--- TEXT SEGMENT ---

Thursday, May 21, 2009

Cloud Computing lowers Time-to-Value and economic barriers to acquiring enterprise IT resources

Highlights of Cloud Europe Expo Conference (London Barbican, 20-21st May 2009)

Executive Summary:
Cloud computing has the potential to significantly lower the time-to-value (TtV) and economic barriers to acquiring enterprise IT resources.

Cloud computing can reduce TtV by reducing the time between ordering a server and it being deployed from a few weeks to a few minutes. This is achievable due to virtualisation technologies that allow companies to create virtual machines in a matter moments and thus resell computing resources to customers in a convenient package.

Cloud computing significantly changes the economics of information systems as shifts IT resource acquisition from a high upfront capital investment to that of a 'pay-as-you-go' service. This shift in economic model has been arguably made possible by changes to revenue generation models of operating system vendors. Revenue models seem to shifting from a large one-off upfront licensing model towards a zero up-front licensing model with product development supported by revenue generated from maintenance and consulting services. The convergence of almost instant server delivery and a 'pay-as-you-go' charge model is a highly elastic IT infrastructure that can be cost effectively expanded and contracted within minutes.
Cloud computing is a promising enterprise technology for the reasons mentioned above however when undertaking such a project many issues need to be taken into account. Most notably cost of bandwidth, suitability of performance, sustainability of providers, the lack of financial liability written in current SLAs, migration, lock-in, data security and operational & governance risks. If convincing answers to these issues can be found then a move to cloud could be a good business decision.

The following sections contains highlights from speakers at the Cloud Expo Europe Conference (London Barbican, 20-21st May 2009) http://www.cloudexpoeurope.com/

1. Adam Afrigie (Shadow Minister for Innovation Universities and Skills)
Afrigie argues that cloud technologies are as transformational as the PC. He holds a vision that cloud computing & web 2.0 will play a significant role in tomorrow's politics as they will enable the railing back 'big' government and empowerment of citizens. He suggests that today's young, tomorrow's future voter/citizen, will be keen to participate in electronically mediated government. Furthermore he laid out the conservative party's vision for Open European standards and technologies. He also suggested that value could be unlocked from government datasets by making them publicly available for exploitation by industry and academia.

2. Inna Kuznetsova (IBM)

---

_REQUIRED TASK_
In the conference highlights, what does cloud computing shorten the time between ordering a server and deploying it to, and from what?

--- PROVIDED INFORMATION ---

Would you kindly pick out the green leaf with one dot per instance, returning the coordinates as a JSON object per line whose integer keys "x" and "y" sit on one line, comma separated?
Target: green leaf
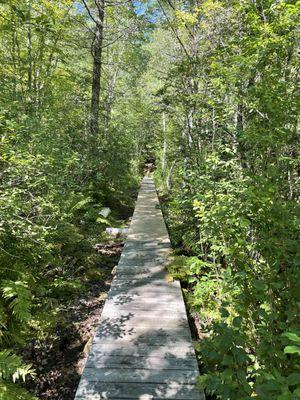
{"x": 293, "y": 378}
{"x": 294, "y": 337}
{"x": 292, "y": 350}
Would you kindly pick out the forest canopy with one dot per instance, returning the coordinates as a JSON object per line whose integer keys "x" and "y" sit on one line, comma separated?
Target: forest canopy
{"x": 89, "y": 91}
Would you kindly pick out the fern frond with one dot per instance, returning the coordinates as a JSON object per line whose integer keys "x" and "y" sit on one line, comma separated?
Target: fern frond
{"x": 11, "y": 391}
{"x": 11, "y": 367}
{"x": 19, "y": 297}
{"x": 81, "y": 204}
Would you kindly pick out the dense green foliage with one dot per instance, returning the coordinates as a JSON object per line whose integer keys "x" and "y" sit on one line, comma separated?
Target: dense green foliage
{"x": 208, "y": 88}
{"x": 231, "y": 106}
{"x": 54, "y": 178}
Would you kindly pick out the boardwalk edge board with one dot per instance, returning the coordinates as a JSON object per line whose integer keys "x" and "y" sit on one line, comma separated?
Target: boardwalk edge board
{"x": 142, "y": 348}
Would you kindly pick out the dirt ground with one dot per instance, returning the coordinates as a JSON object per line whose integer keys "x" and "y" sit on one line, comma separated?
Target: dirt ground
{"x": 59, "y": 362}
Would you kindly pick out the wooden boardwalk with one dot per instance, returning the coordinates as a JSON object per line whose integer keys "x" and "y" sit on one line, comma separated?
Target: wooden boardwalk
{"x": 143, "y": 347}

---

_ANSWER BELOW_
From a few weeks to a few minutes.